[start Passage provided]

# EMCO Maximat 13 Update



## Scattered Parts (Jul 5, 2021)

Now that things have cooled off a little, I decided to do some work on the Maximat I picked up at auction a couple weeks ago.  I changed the oil in all the gearboxes.  Then scrubbed a bunch of the rust off the ways.  They are slightly dark from the rust but there doesn't appear to be any pitting.  They are visually in good shape but I will have to measure them later to see what kind of wear there is.  Checked out the tail stock.  That was interesting.  The clamping plate was a chunk of 1/4" plate with a nut welded to it.  The clamping lever was missing and was replaced with a long bolt going to the fabricobbled clamping plate.  I will be making a new plate with some 1 1/4" steel plate that I have.  I will have to make a handle and the clamping screw, but that is what a lathe is for, right?  

All the handles were removed and soaked in citric acid to remove the rust.  It also removed the bluing that was on the handles originally, but I will look after that later.  Just slathered a little rustproofing oil on them and reinstalled.  Eager to get the lathe running rather than make it look pretty.

I have been bothered by the motor for a while.  I haven't been able to rotate it.  A look at it showed that it was completely covered in swarf and oil.  The cooling vent was completely plugged up with dirty oil and swarf.  Great, I'm thinking.  The motor is seized.  Only one way to find out.  Remove it.  Much cursing at Austrian engineers who must have small fingers and even smaller tools to access all the bolts.  Finally get it out and pull off the fan cover.  What do I discover?  It has an electric brake!  It engages when there is no power.  There is no power to the lathe of course because I'm working on it.  More cursing at my foolishness. 

On the bright side, I can now clean all the dirt and oil out from under where the motor sits as well as the drive belt area. The belt is a wide ribbed belt and appears to be in good condition thankfully.  By the end of next week I should have the 3 phase breaker panel wired in and I will be able to power up the lathe.

Chips will be happening.


----------



## Darren (Jul 5, 2021)

[end Passage provided]

(Short problem A): Translate this sentence from the Maximat post into German: "The belt is a wide ribbed belt and appears to be in good condition thankfully."
(Short problem B): Reproduce word for word the portion of the Maximat post that begins with the words containing "## Scattered Parts" and ends with "is for, right?".

[start Stored data]

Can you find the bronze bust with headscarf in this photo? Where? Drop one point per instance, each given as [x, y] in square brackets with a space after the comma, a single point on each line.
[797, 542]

[end Stored data]

(Worked solution A): Der Riemen ist ein breiter Rippenriemen und scheint zum Glück in gutem Zustand zu sein.

(Worked solution B):
## Scattered Parts (Jul 5, 2021)

Now that things have cooled off a little, I decided to do some work on the Maximat I picked up at auction a couple weeks ago.  I changed the oil in all the gearboxes.  Then scrubbed a bunch of the rust off the ways.  They are slightly dark from the rust but there doesn't appear to be any pitting.  They are visually in good shape but I will have to measure them later to see what kind of wear there is.  Checked out the tail stock.  That was interesting.  The clamping plate was a chunk of 1/4" plate with a nut welded to it.  The clamping lever was missing and was replaced with a long bolt going to the fabricobbled clamping plate.  I will be making a new plate with some 1 1/4" steel plate that I have.  I will have to make a handle and the clamping screw, but that is what a lathe is for, right?